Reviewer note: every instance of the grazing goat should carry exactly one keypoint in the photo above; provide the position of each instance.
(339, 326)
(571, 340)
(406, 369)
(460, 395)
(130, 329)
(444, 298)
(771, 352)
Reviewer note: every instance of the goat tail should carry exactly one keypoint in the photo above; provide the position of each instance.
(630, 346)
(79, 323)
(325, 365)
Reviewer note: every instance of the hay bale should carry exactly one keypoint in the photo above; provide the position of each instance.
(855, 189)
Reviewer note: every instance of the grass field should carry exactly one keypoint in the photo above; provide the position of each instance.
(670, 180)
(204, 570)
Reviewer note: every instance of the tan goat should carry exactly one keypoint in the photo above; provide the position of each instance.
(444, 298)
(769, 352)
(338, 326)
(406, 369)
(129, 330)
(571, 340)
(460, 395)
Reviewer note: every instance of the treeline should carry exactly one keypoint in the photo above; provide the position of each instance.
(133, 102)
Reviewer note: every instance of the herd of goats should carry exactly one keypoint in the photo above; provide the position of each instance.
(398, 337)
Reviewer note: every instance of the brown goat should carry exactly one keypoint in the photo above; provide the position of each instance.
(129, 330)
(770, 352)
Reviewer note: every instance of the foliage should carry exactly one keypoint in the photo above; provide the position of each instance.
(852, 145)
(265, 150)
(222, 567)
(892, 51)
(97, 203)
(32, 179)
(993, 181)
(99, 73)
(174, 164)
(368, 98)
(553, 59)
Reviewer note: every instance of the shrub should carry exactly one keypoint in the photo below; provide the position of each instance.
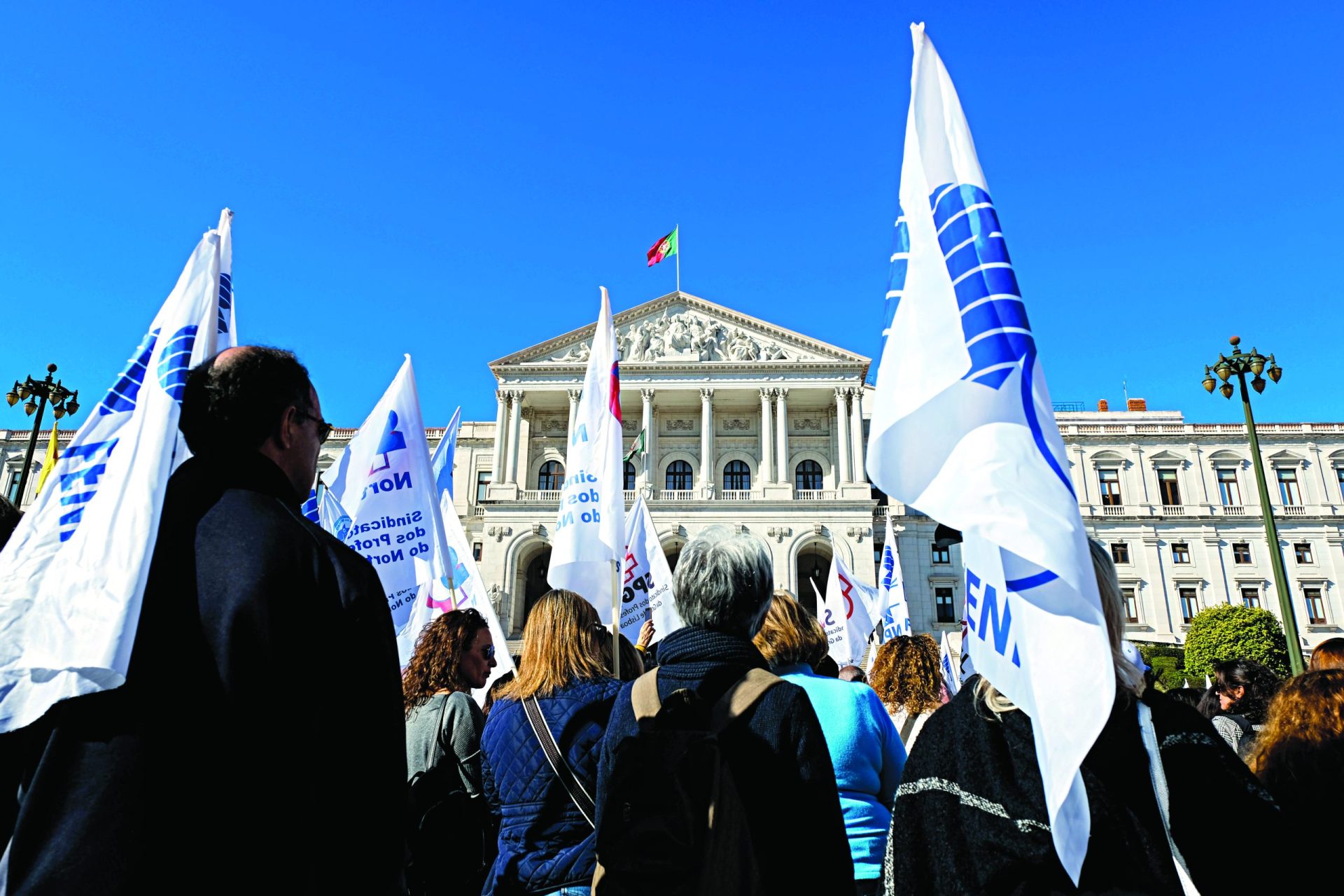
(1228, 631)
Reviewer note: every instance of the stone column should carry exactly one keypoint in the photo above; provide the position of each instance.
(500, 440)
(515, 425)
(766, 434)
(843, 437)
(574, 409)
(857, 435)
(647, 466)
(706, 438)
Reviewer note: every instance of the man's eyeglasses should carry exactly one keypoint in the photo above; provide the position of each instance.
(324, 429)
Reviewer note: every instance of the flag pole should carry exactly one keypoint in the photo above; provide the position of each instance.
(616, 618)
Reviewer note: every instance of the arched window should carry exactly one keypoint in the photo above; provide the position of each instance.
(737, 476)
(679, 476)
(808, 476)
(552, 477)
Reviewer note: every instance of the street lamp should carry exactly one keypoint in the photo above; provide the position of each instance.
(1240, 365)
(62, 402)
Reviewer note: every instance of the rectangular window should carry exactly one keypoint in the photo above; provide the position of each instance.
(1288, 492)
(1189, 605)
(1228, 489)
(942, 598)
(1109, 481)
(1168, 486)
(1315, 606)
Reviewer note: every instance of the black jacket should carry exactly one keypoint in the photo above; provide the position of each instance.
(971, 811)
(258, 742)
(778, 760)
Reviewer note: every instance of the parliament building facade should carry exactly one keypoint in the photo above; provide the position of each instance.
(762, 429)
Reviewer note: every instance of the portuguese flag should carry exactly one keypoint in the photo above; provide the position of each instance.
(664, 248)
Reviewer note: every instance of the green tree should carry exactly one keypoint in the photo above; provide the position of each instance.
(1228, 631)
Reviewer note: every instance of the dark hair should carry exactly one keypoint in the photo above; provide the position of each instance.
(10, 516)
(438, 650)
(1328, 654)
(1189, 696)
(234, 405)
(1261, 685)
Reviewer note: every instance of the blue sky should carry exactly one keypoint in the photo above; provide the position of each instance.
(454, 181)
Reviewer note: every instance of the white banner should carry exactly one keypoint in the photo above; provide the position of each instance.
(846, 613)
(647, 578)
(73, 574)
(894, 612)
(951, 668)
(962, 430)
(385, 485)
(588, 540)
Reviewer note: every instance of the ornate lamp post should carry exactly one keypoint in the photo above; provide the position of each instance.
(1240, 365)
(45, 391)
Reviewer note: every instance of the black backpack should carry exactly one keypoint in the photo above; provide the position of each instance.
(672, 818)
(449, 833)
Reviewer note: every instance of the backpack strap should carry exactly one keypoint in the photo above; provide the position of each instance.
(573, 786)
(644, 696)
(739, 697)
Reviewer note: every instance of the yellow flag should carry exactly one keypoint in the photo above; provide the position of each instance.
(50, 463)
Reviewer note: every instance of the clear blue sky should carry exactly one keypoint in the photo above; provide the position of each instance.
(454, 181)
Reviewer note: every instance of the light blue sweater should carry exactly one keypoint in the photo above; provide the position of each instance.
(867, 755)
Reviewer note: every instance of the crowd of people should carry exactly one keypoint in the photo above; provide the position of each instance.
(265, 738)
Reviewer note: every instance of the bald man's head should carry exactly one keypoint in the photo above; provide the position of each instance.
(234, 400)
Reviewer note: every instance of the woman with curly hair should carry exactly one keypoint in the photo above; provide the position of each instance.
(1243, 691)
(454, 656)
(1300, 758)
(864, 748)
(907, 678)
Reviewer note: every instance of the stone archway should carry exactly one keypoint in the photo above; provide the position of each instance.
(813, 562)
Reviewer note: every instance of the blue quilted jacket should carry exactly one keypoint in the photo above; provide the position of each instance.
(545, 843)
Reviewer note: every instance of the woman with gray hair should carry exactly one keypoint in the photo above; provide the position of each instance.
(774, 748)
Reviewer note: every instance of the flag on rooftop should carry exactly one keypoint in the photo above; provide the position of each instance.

- **DESCRIPTION OF THE TASK**
Pictures in the records should not appear in your copy, but everything else must be transcribed exactly.

- **OUTPUT BELOW**
Reviewer note: every instance of the grazing goat should carry exactly one keypoint in the photo above; provide the position of each instance.
(339, 326)
(571, 340)
(406, 369)
(460, 395)
(130, 329)
(444, 298)
(771, 352)
Reviewer note: every instance of the goat tail should carry exactly one keypoint in the photo above; provide the position of each instance.
(630, 346)
(79, 323)
(325, 365)
Reviewer note: every instance of the hay bale should carry exactly one keypoint in the photo above; provide the position of each instance.
(855, 189)
Reviewer note: every instance of the grass field should carry exactly one keypoint in the photo above; provide the position of each instance.
(670, 180)
(204, 570)
Reviewer note: every instance of the tan goat should carry exactly one keypoint in the photo above; provide the position of each instance.
(444, 298)
(769, 352)
(338, 326)
(406, 369)
(129, 330)
(571, 340)
(460, 395)
Reviewer note: every instance of the treeline should carry exactly one keypoint in the photo above; provide the position of each instance.
(133, 102)
Reviewer note: every instance of the herd of goats should carry exactly one keypoint in the photo above; provide the position of each instance.
(398, 337)
Reviewer note: every instance of the brown goat should carry exactly one keypoint in the photo above; provide the position of each instance.
(129, 330)
(770, 352)
Reviewer note: every instance of the foliage should carry exactly one keypoint in the photo above; provide the position of each instance.
(852, 145)
(265, 150)
(222, 567)
(892, 51)
(97, 203)
(32, 179)
(993, 181)
(99, 73)
(174, 164)
(368, 98)
(553, 59)
Reviewer note: every instance of the shrub should carry exactly one keypoint in the photo below; provide the position of each instance.
(1228, 631)
Reviewer note: every instance of the stone column should carry exactly one keypoint in the photo above; provide the position of each instance.
(500, 440)
(515, 425)
(766, 434)
(843, 437)
(574, 409)
(857, 435)
(647, 466)
(706, 438)
Reviewer note: every instance of the man's eyeglasses should carry exactly one keypoint in the photo above; provide the position of each instance.
(324, 429)
Reviewer note: every instance of the flag pole should carry exactly one keypoint in the photo above; provide the position of each instance.
(616, 618)
Reviewer note: every instance of the arched window should carry exactly one keypoint in the photo above; provide the position of each instance.
(737, 476)
(679, 476)
(808, 476)
(552, 477)
Reviewer note: every instance of the street lamp should carry exactly one keypoint in the photo above; provide the position of each instance.
(1240, 365)
(62, 402)
Reviewer note: every instance of the rectangular window should carry exactly one keypoint in the photo above; provide the position of each instance.
(1288, 492)
(1189, 605)
(1228, 489)
(942, 598)
(1109, 481)
(1168, 486)
(1315, 606)
Reviewer note: every instance of the black jacket should carry exactly one keypoint in the photo above; provide the position of each instance.
(971, 811)
(258, 742)
(778, 760)
Reviewer note: every instance of the parliament building facade should carry exactly one keypoint in the photo above; provide the position of each instance.
(762, 429)
Reviewer note: every instance of the portuguese flag should carry exactly one keypoint in the photo above; provide the position of each instance.
(664, 248)
Reviewer note: every instance of the green tree should carry exactly one keypoint in the photo above; provide the position of each instance.
(1228, 631)
Reviewer note: every instance of the dark hair should carry exactly one keypoint in the photo above; provide the position of each instance.
(10, 516)
(438, 650)
(1328, 654)
(1189, 696)
(234, 405)
(1261, 685)
Reviewer note: every instance of the blue sky should carry exactly one keypoint in the photo above; provide the position of each instance.
(454, 181)
Reviewer note: every instance of the white banner should carry exactly one keypoint in the photo above; provide the position of each instance.
(846, 613)
(647, 578)
(73, 574)
(894, 612)
(951, 668)
(962, 430)
(385, 485)
(588, 540)
Reviewer note: every instance of the ornate lamp post should carry exactly one keypoint in the photo above; provide the position of each instance.
(1240, 365)
(45, 391)
Reviewer note: every instance of the black backpack should carry exactly one keypoint in the photo above; provide the position of each instance.
(672, 818)
(449, 833)
Reviewer note: every instance of the backpack strap should carry exactly one keypoint in the photo above; provide the position of each instance.
(573, 786)
(644, 696)
(739, 697)
Reviewer note: every instance of the yellow flag should carry exactly one keypoint in the photo above; provide the position of each instance.
(50, 463)
Reviewer note: every instance of the clear blue sky should carry exactly one keypoint in the photo above; provide the position of each instance.
(454, 181)
Reviewer note: every instance of the light blue sweater should carry exactly one keypoint in the photo above; provide the position of each instance.
(867, 755)
Reviewer note: every instance of the crowd of people should carry exactly one keypoint in the photo above; provide the position of each instance.
(265, 738)
Reviewer note: every instance of the bald man's head should carry exactly one keypoint in the photo above; provide the position of each instance.
(234, 400)
Reviewer note: every instance of the woman with curly hair should carry exactly one keypoint in the photo above; provide the position of each instance.
(1243, 691)
(454, 656)
(1300, 758)
(864, 748)
(907, 678)
Reviewer note: every instance of the stone archway should carry exactly one keypoint in the photo above; provide the position of each instance.
(813, 562)
Reviewer note: every instance of the blue quilted jacket should carry exactly one keypoint in the photo above; provide the position of each instance.
(545, 843)
Reviewer note: every instance of the woman with gray hair should carry exactly one keypoint in the photo above; provide the position of each instance.
(774, 748)
Reviewer note: every instance of the flag on rooftop should carry exactly one keypoint in the photo above; provide the position of each instance.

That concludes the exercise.